*DOCUMENT SEGMENT*
[BEGIN]

So what's going on here? A BIG clue can be found by looking into an article on the subject, which I first spotted at Sinclair's site:

...They’re almost exclusively being offered to clients with sizable assets, and they often require two forms of collateral—the house and a portion of the client’s investment portfolio in lieu of a traditional cash down payment.

So what this means is that U.S. Big-Banks are actually "backing" these mortgages themselves -- that's how they can avoid the 15% down-payment the government wants to prevent future bubbles.

But note the STRINGENT conditions for these mortgages:

1) "sizable" assets
2) MUCH more "collateral" being pledged

In other words, the banksters don't have the SLIGHTEST qualms about at least attempting to blow-up a brand-new "bubble" in the housing market. But where they have LEARNED from the previous bubble/crash they created is this: when they go on their NEXT foreclosure rampage -- against these current clients -- they want to make sure they can STEAL enough to make themselves 100% whole.

Note that in terms of mechanics, what they're essentially doing is creating a "first" and "second" mortgage on the same home, at the same time.






No-money-down mortgages are back

www.marketwatch.com/story/no-money-down-...=MW_home_latest_news

Some affluent buyers are getting the keys to their new home without putting a penny down.


It’s 100% financing—the same strategy that pushed many homeowners into foreclosure during the housing bust. Banks say these loans are safer: They’re almost exclusively being offered to clients with sizable assets, and they often require two forms of collateral—the house and a portion of the client’s investment portfolio in lieu of a traditional cash down payment.

[END]

*DIRECTIVES*
**1)** Write out the mortgage post word for word from "In other words, the" to "the same time.".
**2)** According to the mortgage post, are these statements true or false? (a) The loans are offered almost only to clients with sizable assets. (b) The government wants a 20% down payment to prevent future bubbles. (c) In mechanical terms, the banks create a first and a second mortgage on the same home at the same time. Answer yes or no for each, quoting the words that decide it.
The data that comes after this plays no part here.

*RECORDED DATA*
[BEGIN]

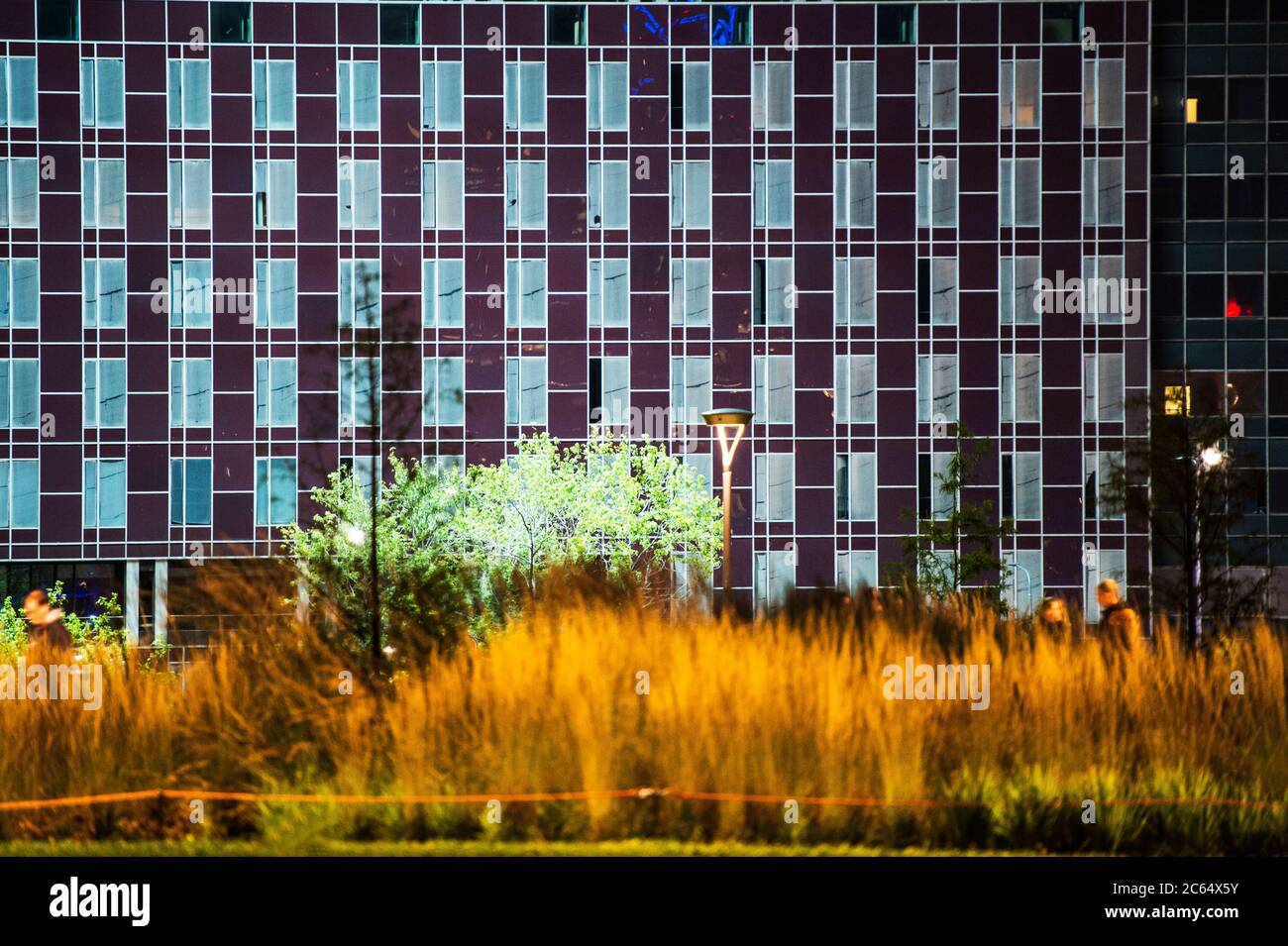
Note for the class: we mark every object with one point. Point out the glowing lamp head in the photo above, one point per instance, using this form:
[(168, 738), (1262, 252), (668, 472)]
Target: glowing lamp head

[END]

*ANSWERS TO THE EXERCISES*
**1)**
In other words, the banksters don't have the SLIGHTEST qualms about at least attempting to blow-up a brand-new "bubble" in the housing market. But where they have LEARNED from the previous bubble/crash they created is this: when they go on their NEXT foreclosure rampage -- against these current clients -- they want to make sure they can STEAL enough to make themselves 100% whole.

Note that in terms of mechanics, what they're essentially doing is creating a "first" and "second" mortgage on the same home, at the same time.

**2)**
(a) Yes: "They’re almost exclusively being offered to clients with sizable assets"
(b) No: "the 15% down-payment the government wants to prevent future bubbles"
(c) Yes: "what they're essentially doing is creating a "first" and "second" mortgage on the same home, at the same time"